TEXT BLOCK -
========

One of these deals could certainly put someone over the top and help them to a championship.
Here are the five best deadline deals made throughout the month of July by MLB teams.
5) Cubs acquire Jose Quintana from White Sox
In a certain sense, the Cubs’ acquisition of Jose Quintana was as important symbolically as it was in terms of talent addition. The reigning champions spent much of the first half of the season floundering around the .500 mark, falling behind the surprisingly potent Milwaukee Brewers in the NL Central standings. Something had to be done, both to improve the team and send a message to a group of players that had the talent to perform much better than they were.
Yes, Quintana was extremely expensive in terms of prospects. The Cubs gave up Dylan Cease, Bryant Flete,, Eloy Jimenez, and Matt Rose, with Jimenez in particular having the potential to be elite. But the Cubs have so much talent that is just entering its prime, and they’ll be fine on the depth front.

========

(Pointing dataset records)
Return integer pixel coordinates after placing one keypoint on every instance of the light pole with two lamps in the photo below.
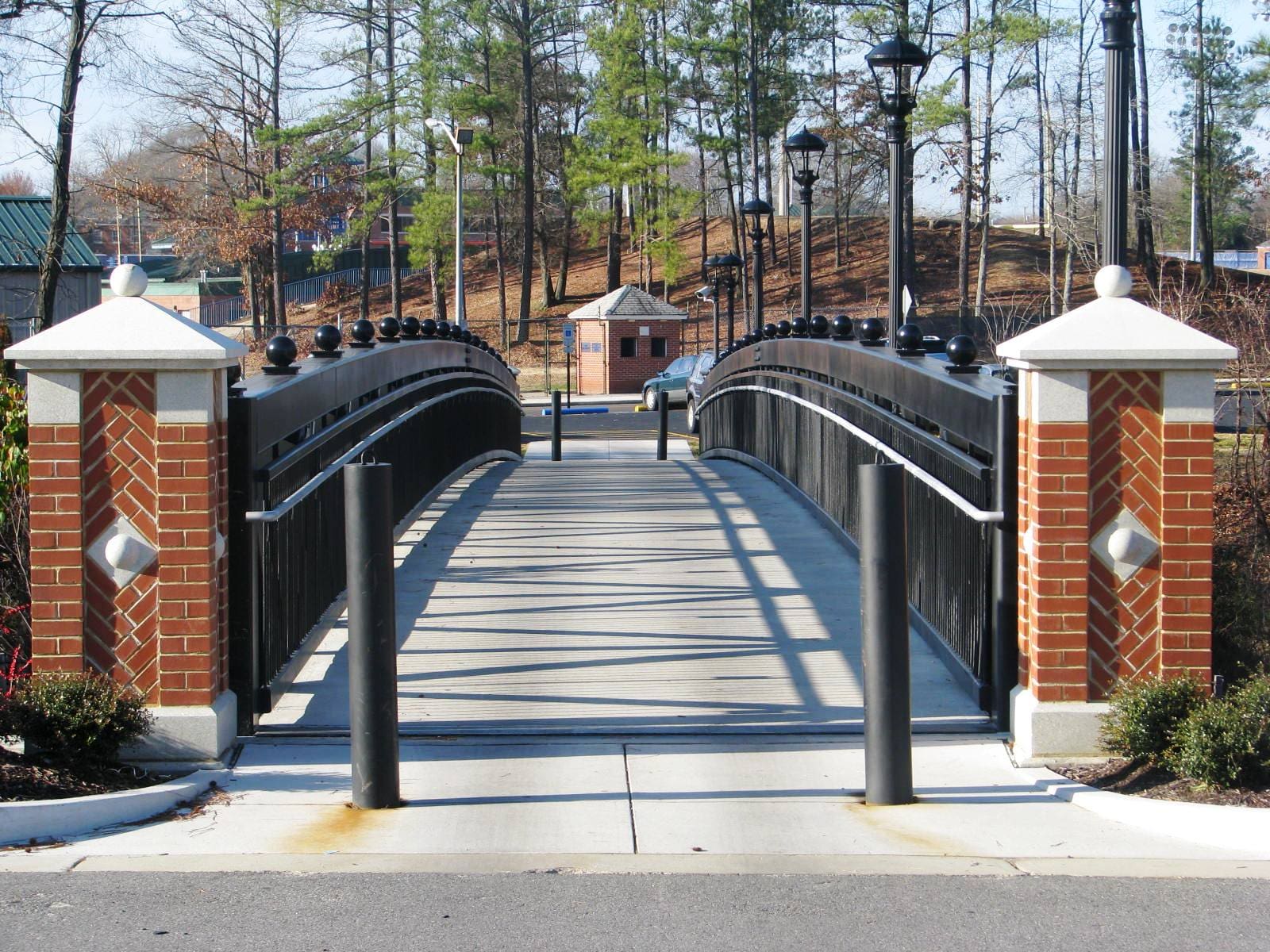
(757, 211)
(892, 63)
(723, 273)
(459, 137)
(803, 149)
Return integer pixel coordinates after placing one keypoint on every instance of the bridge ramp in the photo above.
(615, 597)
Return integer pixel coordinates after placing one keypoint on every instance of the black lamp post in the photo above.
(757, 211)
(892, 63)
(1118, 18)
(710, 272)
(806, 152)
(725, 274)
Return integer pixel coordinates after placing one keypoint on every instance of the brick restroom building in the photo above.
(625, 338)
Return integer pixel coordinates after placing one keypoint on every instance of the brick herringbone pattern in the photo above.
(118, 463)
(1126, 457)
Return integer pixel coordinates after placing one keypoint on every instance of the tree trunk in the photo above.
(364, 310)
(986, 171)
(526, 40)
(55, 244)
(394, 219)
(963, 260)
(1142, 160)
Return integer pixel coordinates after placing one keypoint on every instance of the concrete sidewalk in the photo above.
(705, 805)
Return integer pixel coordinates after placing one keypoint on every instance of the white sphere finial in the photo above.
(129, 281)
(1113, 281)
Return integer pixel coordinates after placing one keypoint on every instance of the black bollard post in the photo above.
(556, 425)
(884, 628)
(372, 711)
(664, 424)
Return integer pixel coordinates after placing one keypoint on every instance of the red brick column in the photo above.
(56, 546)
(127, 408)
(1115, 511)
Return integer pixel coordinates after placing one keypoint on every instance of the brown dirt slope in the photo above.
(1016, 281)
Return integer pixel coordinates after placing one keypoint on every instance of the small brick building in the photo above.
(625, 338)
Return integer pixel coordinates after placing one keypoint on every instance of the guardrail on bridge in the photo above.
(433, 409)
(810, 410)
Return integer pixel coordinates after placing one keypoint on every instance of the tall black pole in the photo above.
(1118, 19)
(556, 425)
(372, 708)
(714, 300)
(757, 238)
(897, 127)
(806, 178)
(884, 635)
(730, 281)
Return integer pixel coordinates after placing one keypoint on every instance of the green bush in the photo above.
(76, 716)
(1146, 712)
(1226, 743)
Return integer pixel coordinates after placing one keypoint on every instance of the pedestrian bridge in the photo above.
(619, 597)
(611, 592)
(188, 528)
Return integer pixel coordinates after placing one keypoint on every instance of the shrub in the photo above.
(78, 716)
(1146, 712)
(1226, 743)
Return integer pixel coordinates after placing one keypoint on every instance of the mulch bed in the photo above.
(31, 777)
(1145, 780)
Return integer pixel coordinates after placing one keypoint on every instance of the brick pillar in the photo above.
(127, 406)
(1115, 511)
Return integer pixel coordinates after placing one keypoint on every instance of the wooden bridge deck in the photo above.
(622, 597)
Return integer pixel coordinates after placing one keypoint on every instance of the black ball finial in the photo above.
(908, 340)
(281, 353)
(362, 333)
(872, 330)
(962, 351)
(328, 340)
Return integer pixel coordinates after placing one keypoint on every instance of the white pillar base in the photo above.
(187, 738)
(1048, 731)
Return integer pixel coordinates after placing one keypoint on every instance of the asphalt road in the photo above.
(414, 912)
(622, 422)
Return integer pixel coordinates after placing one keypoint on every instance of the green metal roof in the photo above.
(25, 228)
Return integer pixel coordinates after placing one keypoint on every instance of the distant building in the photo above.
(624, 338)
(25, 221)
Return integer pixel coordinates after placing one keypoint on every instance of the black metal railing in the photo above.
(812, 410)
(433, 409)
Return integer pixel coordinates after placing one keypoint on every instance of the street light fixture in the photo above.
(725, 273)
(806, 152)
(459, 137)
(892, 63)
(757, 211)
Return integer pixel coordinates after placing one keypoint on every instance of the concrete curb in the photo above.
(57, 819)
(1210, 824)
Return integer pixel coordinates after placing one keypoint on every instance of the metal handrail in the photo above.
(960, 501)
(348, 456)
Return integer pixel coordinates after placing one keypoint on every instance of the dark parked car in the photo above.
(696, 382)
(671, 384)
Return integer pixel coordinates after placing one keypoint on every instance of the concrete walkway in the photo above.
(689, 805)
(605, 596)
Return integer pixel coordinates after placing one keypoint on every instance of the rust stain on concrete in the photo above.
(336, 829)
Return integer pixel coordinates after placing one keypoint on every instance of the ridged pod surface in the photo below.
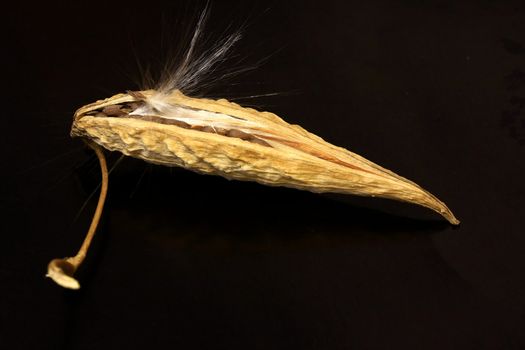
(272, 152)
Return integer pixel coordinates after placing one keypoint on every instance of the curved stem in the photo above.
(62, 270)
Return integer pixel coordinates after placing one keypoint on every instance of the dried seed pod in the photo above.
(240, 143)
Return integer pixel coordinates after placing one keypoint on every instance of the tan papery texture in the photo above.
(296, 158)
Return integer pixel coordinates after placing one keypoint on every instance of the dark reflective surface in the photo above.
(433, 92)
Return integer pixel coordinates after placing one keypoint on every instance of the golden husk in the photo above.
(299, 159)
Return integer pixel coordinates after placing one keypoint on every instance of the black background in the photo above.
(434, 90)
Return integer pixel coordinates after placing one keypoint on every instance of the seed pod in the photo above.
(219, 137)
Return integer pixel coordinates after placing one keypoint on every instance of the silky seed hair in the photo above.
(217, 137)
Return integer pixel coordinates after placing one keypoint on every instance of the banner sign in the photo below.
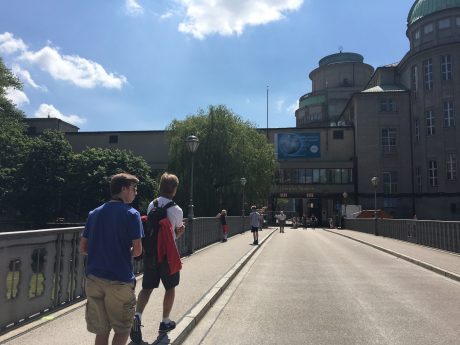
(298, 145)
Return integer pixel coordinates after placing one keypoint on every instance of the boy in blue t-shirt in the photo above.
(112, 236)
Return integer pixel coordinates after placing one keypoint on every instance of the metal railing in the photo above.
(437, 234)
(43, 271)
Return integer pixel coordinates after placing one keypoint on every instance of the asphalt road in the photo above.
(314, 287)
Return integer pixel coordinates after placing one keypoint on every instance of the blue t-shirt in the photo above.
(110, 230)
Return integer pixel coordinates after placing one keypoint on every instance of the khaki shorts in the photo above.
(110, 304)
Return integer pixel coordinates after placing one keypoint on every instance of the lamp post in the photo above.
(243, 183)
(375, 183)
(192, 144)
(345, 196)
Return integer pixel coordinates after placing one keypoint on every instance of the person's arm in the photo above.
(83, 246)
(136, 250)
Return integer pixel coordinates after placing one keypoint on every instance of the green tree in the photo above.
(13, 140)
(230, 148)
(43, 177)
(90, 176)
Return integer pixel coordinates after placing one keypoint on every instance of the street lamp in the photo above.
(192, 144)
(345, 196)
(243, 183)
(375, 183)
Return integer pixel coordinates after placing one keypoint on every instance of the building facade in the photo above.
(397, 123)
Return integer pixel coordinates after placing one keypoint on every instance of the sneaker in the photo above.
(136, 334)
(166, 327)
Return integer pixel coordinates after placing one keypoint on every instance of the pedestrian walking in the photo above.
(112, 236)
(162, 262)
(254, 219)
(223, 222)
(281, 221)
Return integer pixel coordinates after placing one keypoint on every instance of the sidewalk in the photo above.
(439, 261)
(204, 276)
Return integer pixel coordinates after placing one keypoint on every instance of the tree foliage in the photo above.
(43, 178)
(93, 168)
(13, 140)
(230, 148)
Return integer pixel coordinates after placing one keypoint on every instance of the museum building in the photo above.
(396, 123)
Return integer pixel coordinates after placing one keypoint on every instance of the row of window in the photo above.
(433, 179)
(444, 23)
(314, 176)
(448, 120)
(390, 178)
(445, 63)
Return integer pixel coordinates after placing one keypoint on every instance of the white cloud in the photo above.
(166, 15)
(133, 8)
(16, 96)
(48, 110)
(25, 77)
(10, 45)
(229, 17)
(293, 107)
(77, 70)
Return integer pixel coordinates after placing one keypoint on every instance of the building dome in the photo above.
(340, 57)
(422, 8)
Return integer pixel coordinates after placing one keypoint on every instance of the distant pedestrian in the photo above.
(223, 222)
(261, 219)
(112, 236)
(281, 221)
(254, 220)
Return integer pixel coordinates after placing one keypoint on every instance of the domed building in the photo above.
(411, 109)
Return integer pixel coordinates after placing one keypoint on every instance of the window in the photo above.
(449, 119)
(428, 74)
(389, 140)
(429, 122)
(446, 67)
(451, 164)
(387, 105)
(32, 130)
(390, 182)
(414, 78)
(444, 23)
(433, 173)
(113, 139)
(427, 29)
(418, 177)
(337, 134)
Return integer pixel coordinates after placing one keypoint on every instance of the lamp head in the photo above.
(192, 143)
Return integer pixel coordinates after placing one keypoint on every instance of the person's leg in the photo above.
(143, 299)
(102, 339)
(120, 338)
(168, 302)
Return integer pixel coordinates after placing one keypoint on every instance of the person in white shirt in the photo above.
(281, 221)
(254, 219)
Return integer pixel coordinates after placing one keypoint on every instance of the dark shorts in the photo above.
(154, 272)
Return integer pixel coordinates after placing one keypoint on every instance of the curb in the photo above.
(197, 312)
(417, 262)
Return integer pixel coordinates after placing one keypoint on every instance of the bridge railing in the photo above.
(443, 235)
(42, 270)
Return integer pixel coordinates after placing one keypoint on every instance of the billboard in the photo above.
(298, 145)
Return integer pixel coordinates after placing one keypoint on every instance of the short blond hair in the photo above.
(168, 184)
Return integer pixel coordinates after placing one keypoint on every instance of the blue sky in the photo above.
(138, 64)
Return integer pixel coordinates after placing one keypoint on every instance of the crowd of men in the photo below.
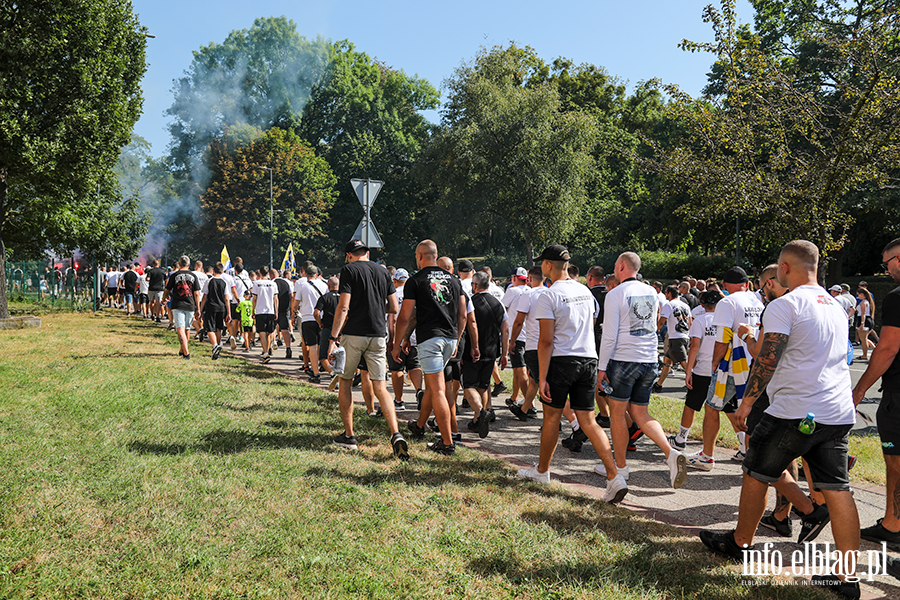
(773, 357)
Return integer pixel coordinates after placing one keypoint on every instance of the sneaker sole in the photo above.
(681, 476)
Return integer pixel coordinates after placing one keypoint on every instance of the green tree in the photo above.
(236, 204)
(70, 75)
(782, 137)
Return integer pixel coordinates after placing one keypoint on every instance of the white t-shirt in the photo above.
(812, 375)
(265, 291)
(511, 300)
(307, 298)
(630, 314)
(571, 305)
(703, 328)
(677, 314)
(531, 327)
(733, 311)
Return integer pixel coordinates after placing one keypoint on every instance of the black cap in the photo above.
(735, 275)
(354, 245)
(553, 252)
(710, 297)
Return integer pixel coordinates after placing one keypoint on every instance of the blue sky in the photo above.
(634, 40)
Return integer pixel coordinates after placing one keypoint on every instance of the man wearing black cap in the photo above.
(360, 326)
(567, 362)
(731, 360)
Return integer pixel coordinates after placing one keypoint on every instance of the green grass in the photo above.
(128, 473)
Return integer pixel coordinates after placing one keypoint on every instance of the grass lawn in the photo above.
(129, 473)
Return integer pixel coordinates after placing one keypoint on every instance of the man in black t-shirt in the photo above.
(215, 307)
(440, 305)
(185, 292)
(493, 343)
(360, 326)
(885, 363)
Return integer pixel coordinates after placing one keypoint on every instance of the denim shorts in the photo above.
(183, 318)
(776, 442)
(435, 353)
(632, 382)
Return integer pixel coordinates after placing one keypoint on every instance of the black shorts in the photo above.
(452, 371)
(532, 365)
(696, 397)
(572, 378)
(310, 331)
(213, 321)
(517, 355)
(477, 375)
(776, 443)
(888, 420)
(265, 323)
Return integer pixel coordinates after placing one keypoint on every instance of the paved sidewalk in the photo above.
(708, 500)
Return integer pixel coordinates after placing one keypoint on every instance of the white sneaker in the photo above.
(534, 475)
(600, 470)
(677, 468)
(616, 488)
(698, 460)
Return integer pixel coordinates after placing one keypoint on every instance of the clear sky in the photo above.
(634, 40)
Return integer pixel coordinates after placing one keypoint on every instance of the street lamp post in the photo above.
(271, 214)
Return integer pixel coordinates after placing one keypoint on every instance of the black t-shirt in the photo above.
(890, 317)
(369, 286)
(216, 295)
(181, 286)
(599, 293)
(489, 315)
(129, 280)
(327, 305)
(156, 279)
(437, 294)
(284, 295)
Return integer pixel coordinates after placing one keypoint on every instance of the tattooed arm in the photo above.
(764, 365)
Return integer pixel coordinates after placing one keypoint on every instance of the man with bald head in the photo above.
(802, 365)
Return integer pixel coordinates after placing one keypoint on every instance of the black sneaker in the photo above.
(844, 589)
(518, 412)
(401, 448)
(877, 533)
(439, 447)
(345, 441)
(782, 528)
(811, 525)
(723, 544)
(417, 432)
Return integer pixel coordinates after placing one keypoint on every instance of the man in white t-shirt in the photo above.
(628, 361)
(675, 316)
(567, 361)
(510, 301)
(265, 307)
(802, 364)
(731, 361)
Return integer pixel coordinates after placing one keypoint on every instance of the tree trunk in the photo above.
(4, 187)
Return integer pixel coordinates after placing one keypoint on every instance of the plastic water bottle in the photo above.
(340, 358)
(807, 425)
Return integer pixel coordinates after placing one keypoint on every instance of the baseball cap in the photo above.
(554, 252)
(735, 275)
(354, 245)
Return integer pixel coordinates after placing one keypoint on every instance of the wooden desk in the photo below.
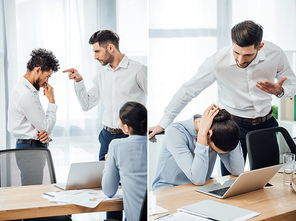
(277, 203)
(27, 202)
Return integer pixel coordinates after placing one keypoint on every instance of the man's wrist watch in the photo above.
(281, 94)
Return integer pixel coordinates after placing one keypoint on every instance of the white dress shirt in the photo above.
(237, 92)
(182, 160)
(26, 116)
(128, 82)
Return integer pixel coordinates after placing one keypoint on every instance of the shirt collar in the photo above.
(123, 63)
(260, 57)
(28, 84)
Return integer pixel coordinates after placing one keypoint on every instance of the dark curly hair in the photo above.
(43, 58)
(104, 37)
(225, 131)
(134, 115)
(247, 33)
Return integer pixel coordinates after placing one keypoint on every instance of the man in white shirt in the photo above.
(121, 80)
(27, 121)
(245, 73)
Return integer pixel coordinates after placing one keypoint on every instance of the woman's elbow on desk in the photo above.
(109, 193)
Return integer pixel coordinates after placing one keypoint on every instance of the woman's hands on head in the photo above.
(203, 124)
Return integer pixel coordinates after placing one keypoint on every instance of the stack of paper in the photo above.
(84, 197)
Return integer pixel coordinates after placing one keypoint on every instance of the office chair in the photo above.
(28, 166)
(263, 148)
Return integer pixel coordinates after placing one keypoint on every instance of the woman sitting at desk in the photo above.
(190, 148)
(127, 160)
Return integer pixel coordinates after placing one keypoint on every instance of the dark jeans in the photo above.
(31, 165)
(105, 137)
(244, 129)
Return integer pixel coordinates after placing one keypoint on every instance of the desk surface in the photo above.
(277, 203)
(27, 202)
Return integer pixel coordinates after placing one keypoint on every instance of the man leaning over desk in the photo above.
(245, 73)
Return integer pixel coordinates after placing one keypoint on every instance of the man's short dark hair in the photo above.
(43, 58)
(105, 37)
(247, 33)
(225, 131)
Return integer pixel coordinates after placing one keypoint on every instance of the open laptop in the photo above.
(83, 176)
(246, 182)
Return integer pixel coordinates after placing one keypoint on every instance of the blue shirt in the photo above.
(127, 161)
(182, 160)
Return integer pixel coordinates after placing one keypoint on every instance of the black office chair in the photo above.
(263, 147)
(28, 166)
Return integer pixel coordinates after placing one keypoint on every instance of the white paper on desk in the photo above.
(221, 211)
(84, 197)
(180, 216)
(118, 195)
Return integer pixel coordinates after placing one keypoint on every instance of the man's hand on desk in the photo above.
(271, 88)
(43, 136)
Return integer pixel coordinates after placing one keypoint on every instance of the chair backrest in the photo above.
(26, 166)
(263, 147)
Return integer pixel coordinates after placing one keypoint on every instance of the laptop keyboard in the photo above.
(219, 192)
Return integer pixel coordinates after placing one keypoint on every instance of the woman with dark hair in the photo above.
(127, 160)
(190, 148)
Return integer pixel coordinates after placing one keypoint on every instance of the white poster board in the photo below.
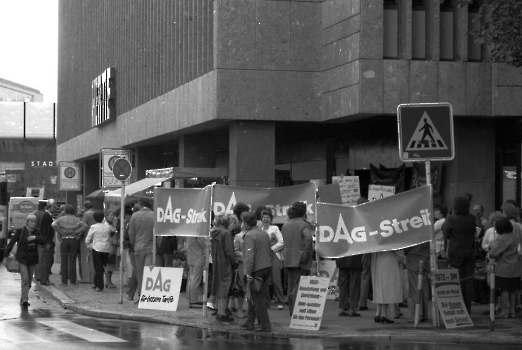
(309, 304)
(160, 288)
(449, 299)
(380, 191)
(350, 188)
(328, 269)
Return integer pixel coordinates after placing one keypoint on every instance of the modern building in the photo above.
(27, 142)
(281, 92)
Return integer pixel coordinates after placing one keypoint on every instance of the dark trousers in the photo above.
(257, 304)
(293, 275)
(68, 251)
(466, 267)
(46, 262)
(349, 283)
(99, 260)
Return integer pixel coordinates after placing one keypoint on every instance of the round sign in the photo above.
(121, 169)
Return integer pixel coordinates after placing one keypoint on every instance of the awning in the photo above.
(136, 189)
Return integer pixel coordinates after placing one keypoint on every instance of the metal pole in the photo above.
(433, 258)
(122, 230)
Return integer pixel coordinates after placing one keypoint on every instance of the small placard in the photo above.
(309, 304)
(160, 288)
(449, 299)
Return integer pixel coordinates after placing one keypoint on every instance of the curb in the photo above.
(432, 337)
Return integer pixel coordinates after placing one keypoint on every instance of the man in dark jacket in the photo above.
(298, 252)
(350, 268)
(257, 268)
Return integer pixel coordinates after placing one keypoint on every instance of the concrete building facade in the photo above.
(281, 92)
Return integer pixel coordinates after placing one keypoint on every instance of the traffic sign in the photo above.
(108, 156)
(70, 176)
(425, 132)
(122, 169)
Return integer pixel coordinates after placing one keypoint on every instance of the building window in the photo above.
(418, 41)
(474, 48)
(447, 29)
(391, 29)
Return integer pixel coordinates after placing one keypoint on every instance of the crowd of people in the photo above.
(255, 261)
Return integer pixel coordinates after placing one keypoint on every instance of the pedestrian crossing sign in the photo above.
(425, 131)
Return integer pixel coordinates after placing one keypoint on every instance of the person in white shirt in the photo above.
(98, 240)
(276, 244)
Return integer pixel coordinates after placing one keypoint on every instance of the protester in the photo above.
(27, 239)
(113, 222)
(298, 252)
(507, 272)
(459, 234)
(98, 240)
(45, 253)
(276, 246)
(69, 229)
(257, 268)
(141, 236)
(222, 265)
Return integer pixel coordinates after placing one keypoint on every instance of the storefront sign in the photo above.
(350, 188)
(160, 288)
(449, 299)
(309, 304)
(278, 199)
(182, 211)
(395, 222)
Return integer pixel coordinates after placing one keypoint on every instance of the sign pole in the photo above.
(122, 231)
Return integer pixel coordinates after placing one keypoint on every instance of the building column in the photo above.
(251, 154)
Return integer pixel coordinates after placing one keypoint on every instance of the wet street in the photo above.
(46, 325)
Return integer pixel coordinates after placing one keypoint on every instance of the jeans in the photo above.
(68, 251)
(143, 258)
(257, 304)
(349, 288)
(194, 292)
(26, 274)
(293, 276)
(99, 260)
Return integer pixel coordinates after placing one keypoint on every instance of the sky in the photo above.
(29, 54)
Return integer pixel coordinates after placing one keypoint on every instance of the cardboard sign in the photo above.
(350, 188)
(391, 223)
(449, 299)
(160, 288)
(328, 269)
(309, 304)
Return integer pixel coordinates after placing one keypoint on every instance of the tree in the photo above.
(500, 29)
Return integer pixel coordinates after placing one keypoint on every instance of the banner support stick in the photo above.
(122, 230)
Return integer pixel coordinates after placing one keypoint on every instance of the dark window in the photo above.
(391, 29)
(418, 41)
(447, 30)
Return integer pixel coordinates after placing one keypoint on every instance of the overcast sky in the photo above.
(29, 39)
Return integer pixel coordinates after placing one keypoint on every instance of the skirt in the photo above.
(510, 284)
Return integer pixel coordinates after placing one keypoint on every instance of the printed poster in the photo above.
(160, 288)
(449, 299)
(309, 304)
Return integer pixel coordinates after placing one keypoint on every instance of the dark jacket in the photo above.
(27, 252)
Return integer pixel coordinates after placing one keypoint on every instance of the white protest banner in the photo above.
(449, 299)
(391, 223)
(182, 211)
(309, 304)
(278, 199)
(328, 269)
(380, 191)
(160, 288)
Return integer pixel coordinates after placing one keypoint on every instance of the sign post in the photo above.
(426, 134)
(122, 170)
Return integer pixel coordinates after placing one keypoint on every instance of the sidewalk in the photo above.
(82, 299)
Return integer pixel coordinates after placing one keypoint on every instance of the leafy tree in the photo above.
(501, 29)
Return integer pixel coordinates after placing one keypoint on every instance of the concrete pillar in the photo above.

========

WHAT TO DO - Duplicate the passage of the MLB deadline deals text above, from "Here are the" up to and including "than they were.", word for word.

RESPONSE TO THIS TASK -
Here are the five best deadline deals made throughout the month of July by MLB teams.
5) Cubs acquire Jose Quintana from White Sox
In a certain sense, the Cubs’ acquisition of Jose Quintana was as important symbolically as it was in terms of talent addition. The reigning champions spent much of the first half of the season floundering around the .500 mark, falling behind the surprisingly potent Milwaukee Brewers in the NL Central standings. Something had to be done, both to improve the team and send a message to a group of players that had the talent to perform much better than they were.